> _Brief_: Find every line in the items below that contains the string "pavement", treating uppercase and lowercase as different, and copy each of those lines.

> _Material provided_:
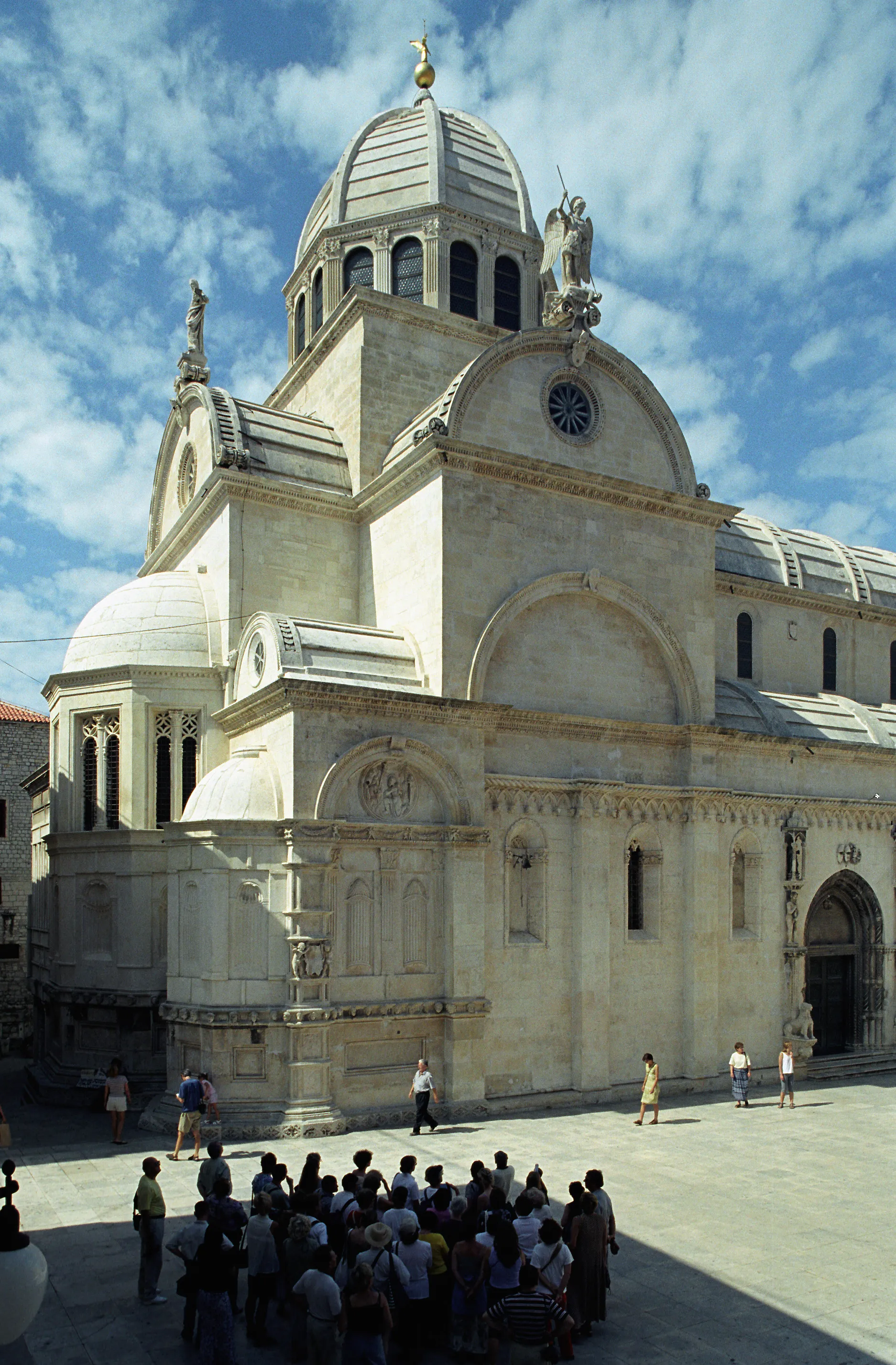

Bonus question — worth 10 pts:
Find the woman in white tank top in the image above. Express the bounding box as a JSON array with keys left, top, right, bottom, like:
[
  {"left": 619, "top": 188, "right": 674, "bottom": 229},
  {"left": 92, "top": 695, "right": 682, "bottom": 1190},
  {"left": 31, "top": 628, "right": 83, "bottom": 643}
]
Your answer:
[{"left": 777, "top": 1043, "right": 794, "bottom": 1108}]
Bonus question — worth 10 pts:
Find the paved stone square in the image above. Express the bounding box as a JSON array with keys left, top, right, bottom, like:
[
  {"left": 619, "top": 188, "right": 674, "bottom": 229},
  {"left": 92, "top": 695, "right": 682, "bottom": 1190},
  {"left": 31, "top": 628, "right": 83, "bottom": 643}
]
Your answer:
[{"left": 0, "top": 1063, "right": 896, "bottom": 1365}]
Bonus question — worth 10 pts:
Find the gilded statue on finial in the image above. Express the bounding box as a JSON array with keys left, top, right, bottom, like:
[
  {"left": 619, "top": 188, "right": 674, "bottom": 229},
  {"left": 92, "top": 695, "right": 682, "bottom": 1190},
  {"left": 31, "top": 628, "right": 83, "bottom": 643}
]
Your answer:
[
  {"left": 410, "top": 23, "right": 436, "bottom": 90},
  {"left": 541, "top": 166, "right": 601, "bottom": 369}
]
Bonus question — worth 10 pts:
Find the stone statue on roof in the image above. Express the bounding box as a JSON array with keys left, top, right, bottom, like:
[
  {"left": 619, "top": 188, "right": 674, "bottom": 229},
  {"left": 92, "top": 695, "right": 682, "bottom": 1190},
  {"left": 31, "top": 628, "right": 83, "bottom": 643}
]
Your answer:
[
  {"left": 541, "top": 186, "right": 594, "bottom": 288},
  {"left": 187, "top": 280, "right": 209, "bottom": 358}
]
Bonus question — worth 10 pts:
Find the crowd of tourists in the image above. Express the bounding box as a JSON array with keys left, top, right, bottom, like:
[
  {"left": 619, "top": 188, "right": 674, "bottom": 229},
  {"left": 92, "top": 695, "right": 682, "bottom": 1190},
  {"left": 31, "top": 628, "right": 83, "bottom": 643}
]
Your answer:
[{"left": 134, "top": 1141, "right": 619, "bottom": 1365}]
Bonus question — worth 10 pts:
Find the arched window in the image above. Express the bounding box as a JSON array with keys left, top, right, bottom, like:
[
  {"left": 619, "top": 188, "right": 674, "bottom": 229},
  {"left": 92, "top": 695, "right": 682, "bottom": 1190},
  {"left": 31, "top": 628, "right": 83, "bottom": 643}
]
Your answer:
[
  {"left": 494, "top": 257, "right": 519, "bottom": 332},
  {"left": 346, "top": 876, "right": 373, "bottom": 972},
  {"left": 628, "top": 843, "right": 644, "bottom": 934},
  {"left": 311, "top": 270, "right": 324, "bottom": 332},
  {"left": 392, "top": 238, "right": 424, "bottom": 303},
  {"left": 451, "top": 241, "right": 480, "bottom": 318},
  {"left": 81, "top": 739, "right": 97, "bottom": 830},
  {"left": 343, "top": 247, "right": 373, "bottom": 294},
  {"left": 821, "top": 626, "right": 837, "bottom": 692},
  {"left": 156, "top": 715, "right": 171, "bottom": 829},
  {"left": 738, "top": 612, "right": 753, "bottom": 678},
  {"left": 105, "top": 734, "right": 119, "bottom": 830},
  {"left": 294, "top": 294, "right": 305, "bottom": 355},
  {"left": 402, "top": 878, "right": 427, "bottom": 972}
]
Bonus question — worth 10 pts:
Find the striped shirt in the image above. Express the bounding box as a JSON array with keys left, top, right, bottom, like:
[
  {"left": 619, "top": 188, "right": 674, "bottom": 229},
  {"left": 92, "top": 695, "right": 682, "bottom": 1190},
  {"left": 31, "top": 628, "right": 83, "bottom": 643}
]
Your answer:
[{"left": 489, "top": 1290, "right": 567, "bottom": 1346}]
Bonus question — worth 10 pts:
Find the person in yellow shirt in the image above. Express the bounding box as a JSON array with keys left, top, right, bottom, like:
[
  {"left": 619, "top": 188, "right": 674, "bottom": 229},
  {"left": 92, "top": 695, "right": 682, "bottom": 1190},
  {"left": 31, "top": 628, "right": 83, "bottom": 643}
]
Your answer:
[
  {"left": 419, "top": 1208, "right": 453, "bottom": 1336},
  {"left": 134, "top": 1156, "right": 167, "bottom": 1306}
]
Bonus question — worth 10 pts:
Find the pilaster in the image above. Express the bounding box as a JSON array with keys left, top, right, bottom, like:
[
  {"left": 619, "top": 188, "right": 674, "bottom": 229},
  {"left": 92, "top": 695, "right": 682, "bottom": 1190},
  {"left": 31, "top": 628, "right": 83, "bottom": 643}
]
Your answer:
[
  {"left": 373, "top": 228, "right": 392, "bottom": 294},
  {"left": 480, "top": 232, "right": 497, "bottom": 324},
  {"left": 683, "top": 819, "right": 719, "bottom": 1077},
  {"left": 569, "top": 807, "right": 611, "bottom": 1091}
]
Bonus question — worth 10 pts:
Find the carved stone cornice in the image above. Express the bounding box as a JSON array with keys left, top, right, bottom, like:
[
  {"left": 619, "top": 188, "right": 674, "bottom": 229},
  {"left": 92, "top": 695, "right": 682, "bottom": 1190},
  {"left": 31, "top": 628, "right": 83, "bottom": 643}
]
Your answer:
[
  {"left": 158, "top": 1001, "right": 283, "bottom": 1028},
  {"left": 280, "top": 820, "right": 491, "bottom": 848},
  {"left": 485, "top": 773, "right": 896, "bottom": 831},
  {"left": 212, "top": 678, "right": 893, "bottom": 775},
  {"left": 30, "top": 979, "right": 165, "bottom": 1016},
  {"left": 283, "top": 995, "right": 492, "bottom": 1025},
  {"left": 716, "top": 569, "right": 896, "bottom": 626},
  {"left": 355, "top": 434, "right": 738, "bottom": 530}
]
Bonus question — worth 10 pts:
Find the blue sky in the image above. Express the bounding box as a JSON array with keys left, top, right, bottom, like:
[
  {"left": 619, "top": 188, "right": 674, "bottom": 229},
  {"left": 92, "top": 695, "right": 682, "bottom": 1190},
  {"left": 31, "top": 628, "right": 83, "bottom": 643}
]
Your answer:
[{"left": 0, "top": 0, "right": 896, "bottom": 710}]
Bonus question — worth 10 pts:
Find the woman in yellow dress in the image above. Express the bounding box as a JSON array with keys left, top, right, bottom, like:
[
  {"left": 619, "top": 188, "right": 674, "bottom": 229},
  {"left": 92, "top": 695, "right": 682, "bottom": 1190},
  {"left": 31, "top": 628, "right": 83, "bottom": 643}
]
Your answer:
[{"left": 635, "top": 1052, "right": 660, "bottom": 1127}]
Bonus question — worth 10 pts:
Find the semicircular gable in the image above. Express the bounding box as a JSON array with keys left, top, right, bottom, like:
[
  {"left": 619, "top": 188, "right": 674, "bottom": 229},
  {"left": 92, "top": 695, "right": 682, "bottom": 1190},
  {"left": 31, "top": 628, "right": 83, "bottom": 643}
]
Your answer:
[
  {"left": 467, "top": 572, "right": 699, "bottom": 725},
  {"left": 314, "top": 736, "right": 470, "bottom": 824},
  {"left": 444, "top": 328, "right": 697, "bottom": 497}
]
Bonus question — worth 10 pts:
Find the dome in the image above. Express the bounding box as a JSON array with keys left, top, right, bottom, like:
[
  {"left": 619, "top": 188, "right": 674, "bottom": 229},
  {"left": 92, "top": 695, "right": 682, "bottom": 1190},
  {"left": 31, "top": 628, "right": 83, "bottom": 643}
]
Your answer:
[
  {"left": 295, "top": 94, "right": 538, "bottom": 266},
  {"left": 180, "top": 748, "right": 280, "bottom": 820},
  {"left": 63, "top": 570, "right": 210, "bottom": 673}
]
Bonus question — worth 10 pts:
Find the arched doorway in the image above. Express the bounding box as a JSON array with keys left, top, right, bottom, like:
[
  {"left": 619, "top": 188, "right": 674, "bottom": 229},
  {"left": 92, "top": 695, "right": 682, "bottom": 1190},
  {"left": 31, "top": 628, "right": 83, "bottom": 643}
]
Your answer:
[{"left": 805, "top": 871, "right": 884, "bottom": 1057}]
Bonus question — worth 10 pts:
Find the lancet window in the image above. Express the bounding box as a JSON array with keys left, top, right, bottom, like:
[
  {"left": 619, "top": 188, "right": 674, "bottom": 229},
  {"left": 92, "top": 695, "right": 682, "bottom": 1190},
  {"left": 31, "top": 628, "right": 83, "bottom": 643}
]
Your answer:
[
  {"left": 494, "top": 257, "right": 519, "bottom": 332},
  {"left": 821, "top": 626, "right": 837, "bottom": 692},
  {"left": 343, "top": 247, "right": 373, "bottom": 294},
  {"left": 81, "top": 711, "right": 120, "bottom": 830},
  {"left": 156, "top": 711, "right": 199, "bottom": 827},
  {"left": 292, "top": 294, "right": 305, "bottom": 355},
  {"left": 392, "top": 238, "right": 424, "bottom": 303},
  {"left": 449, "top": 241, "right": 480, "bottom": 318}
]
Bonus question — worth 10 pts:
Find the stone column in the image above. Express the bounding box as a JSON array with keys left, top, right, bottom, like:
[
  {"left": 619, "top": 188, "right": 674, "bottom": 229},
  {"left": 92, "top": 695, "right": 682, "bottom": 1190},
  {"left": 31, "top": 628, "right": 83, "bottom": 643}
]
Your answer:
[
  {"left": 373, "top": 228, "right": 392, "bottom": 294},
  {"left": 284, "top": 829, "right": 344, "bottom": 1133},
  {"left": 424, "top": 218, "right": 448, "bottom": 308},
  {"left": 324, "top": 238, "right": 343, "bottom": 322},
  {"left": 480, "top": 232, "right": 497, "bottom": 325},
  {"left": 569, "top": 805, "right": 611, "bottom": 1092},
  {"left": 287, "top": 294, "right": 298, "bottom": 364},
  {"left": 445, "top": 845, "right": 486, "bottom": 1103},
  {"left": 681, "top": 818, "right": 724, "bottom": 1077}
]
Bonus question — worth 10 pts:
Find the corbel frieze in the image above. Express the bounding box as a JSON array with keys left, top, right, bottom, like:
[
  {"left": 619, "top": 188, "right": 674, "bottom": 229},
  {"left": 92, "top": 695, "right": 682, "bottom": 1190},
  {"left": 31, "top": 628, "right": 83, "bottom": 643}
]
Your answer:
[
  {"left": 158, "top": 1001, "right": 284, "bottom": 1028},
  {"left": 280, "top": 820, "right": 491, "bottom": 856},
  {"left": 283, "top": 995, "right": 492, "bottom": 1025},
  {"left": 485, "top": 774, "right": 896, "bottom": 831}
]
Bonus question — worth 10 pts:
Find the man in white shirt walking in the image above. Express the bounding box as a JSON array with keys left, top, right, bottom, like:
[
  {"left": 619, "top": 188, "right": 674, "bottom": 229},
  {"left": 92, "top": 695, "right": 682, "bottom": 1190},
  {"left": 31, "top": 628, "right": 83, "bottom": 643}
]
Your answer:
[{"left": 407, "top": 1057, "right": 438, "bottom": 1137}]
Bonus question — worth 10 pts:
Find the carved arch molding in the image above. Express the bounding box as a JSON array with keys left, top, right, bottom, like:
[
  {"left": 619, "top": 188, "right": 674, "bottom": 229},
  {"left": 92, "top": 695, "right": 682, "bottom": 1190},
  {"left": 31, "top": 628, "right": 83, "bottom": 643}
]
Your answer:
[
  {"left": 314, "top": 734, "right": 470, "bottom": 824},
  {"left": 467, "top": 569, "right": 700, "bottom": 725},
  {"left": 803, "top": 870, "right": 885, "bottom": 1047}
]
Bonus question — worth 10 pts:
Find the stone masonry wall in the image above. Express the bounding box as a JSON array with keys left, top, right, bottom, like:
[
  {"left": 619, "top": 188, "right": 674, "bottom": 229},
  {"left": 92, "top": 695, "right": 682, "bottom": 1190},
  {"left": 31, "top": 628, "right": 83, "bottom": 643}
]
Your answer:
[{"left": 0, "top": 721, "right": 49, "bottom": 1047}]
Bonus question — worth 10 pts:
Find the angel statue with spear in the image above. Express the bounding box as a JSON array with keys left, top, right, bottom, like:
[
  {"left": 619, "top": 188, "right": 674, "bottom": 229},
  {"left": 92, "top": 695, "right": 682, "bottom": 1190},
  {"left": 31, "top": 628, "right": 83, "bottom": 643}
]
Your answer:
[{"left": 541, "top": 171, "right": 594, "bottom": 288}]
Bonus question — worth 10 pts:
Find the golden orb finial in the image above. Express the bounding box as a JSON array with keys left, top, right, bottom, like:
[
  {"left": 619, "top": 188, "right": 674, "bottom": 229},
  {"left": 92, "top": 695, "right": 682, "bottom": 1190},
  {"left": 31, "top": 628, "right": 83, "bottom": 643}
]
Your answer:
[{"left": 410, "top": 26, "right": 436, "bottom": 90}]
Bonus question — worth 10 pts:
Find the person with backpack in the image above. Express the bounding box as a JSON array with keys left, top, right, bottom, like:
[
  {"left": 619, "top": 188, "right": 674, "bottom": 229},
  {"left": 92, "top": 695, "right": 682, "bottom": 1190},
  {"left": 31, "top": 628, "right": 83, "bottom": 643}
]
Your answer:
[
  {"left": 280, "top": 1213, "right": 319, "bottom": 1361},
  {"left": 529, "top": 1218, "right": 574, "bottom": 1361},
  {"left": 292, "top": 1246, "right": 341, "bottom": 1365}
]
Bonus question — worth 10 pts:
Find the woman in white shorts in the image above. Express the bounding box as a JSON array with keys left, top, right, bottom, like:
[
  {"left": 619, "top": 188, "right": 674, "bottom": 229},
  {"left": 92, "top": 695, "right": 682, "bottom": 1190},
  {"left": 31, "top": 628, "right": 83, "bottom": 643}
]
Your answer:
[
  {"left": 777, "top": 1043, "right": 794, "bottom": 1108},
  {"left": 102, "top": 1058, "right": 131, "bottom": 1147}
]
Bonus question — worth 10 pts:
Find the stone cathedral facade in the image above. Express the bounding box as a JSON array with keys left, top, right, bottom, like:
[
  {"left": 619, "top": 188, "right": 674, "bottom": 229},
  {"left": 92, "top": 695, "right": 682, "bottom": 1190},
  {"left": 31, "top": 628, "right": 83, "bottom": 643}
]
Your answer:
[{"left": 24, "top": 80, "right": 896, "bottom": 1136}]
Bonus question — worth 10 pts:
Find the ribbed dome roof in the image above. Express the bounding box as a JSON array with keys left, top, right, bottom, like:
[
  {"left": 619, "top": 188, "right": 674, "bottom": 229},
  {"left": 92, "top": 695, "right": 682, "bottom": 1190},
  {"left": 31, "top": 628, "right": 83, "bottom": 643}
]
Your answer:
[
  {"left": 295, "top": 93, "right": 537, "bottom": 265},
  {"left": 180, "top": 748, "right": 280, "bottom": 822},
  {"left": 63, "top": 570, "right": 210, "bottom": 673}
]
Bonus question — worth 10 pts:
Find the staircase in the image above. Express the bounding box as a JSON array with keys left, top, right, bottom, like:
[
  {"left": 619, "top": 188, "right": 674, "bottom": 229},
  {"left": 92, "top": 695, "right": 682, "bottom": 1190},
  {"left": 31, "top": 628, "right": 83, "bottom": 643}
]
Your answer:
[{"left": 806, "top": 1047, "right": 896, "bottom": 1081}]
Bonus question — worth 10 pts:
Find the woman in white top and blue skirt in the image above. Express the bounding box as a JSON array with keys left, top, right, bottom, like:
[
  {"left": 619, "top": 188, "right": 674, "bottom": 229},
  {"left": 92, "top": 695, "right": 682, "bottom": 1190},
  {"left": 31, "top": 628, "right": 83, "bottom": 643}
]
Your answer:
[
  {"left": 728, "top": 1043, "right": 750, "bottom": 1108},
  {"left": 777, "top": 1043, "right": 794, "bottom": 1108}
]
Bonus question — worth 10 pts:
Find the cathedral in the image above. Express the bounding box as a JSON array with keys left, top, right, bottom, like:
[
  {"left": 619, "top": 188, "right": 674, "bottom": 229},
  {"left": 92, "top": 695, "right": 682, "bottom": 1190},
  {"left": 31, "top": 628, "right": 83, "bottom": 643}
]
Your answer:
[{"left": 30, "top": 51, "right": 896, "bottom": 1137}]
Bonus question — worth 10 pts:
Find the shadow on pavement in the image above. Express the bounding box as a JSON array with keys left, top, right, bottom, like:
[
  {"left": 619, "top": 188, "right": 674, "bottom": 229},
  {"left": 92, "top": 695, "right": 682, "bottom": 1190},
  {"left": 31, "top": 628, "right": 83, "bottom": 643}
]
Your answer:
[{"left": 0, "top": 1218, "right": 889, "bottom": 1365}]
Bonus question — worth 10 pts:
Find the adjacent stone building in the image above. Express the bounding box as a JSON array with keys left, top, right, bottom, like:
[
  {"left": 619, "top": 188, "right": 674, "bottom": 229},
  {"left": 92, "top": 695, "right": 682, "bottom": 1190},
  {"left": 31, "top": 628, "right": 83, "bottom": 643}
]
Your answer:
[
  {"left": 24, "top": 80, "right": 896, "bottom": 1135},
  {"left": 0, "top": 701, "right": 49, "bottom": 1051}
]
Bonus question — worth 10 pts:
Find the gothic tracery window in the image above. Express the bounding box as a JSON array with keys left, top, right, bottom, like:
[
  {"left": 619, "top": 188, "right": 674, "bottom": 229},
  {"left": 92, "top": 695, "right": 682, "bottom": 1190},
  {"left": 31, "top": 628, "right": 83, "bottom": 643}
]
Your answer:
[{"left": 156, "top": 711, "right": 199, "bottom": 829}]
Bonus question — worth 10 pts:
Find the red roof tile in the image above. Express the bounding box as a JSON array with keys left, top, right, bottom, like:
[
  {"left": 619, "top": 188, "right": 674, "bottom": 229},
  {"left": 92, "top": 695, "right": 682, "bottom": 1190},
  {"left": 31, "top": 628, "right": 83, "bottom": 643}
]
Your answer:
[{"left": 0, "top": 701, "right": 49, "bottom": 722}]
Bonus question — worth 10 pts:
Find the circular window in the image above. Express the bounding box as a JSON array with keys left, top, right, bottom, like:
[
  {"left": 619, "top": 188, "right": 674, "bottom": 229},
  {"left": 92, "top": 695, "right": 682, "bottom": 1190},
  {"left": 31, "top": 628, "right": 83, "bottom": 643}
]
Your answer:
[
  {"left": 548, "top": 383, "right": 591, "bottom": 436},
  {"left": 177, "top": 442, "right": 196, "bottom": 511},
  {"left": 250, "top": 635, "right": 265, "bottom": 684},
  {"left": 541, "top": 369, "right": 604, "bottom": 445}
]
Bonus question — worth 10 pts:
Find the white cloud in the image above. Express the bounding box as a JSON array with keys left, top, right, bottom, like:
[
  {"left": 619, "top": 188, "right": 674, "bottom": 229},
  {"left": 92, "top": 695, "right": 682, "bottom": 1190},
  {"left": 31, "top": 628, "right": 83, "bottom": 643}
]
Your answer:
[
  {"left": 0, "top": 176, "right": 59, "bottom": 299},
  {"left": 791, "top": 328, "right": 844, "bottom": 374}
]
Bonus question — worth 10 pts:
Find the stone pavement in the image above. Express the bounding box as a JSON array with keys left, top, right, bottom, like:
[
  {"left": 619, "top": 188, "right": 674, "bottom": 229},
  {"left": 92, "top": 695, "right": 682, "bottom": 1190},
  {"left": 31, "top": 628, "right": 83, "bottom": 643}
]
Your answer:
[{"left": 0, "top": 1063, "right": 896, "bottom": 1365}]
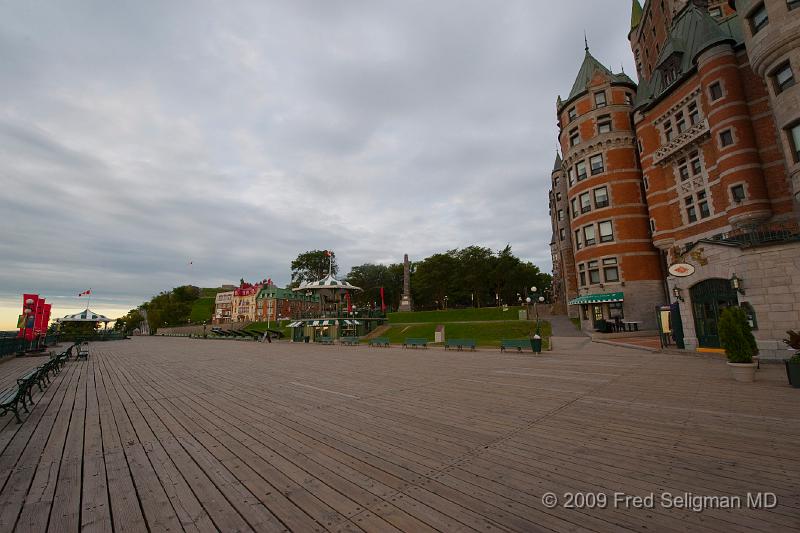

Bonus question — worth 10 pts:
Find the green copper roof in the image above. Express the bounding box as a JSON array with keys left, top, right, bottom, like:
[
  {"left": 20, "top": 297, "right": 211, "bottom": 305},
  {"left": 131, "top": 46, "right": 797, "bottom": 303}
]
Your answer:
[
  {"left": 567, "top": 46, "right": 636, "bottom": 101},
  {"left": 569, "top": 292, "right": 624, "bottom": 305},
  {"left": 631, "top": 0, "right": 643, "bottom": 30},
  {"left": 635, "top": 2, "right": 743, "bottom": 107}
]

> _Response below_:
Find the shadow on pavement in the image above. Express the bounding box as a JSON array with keys left, top, right, bottom, like:
Find the stone pavement in the image above. Express the bounding box as a JSON array with keys left, top, right, bottom, like:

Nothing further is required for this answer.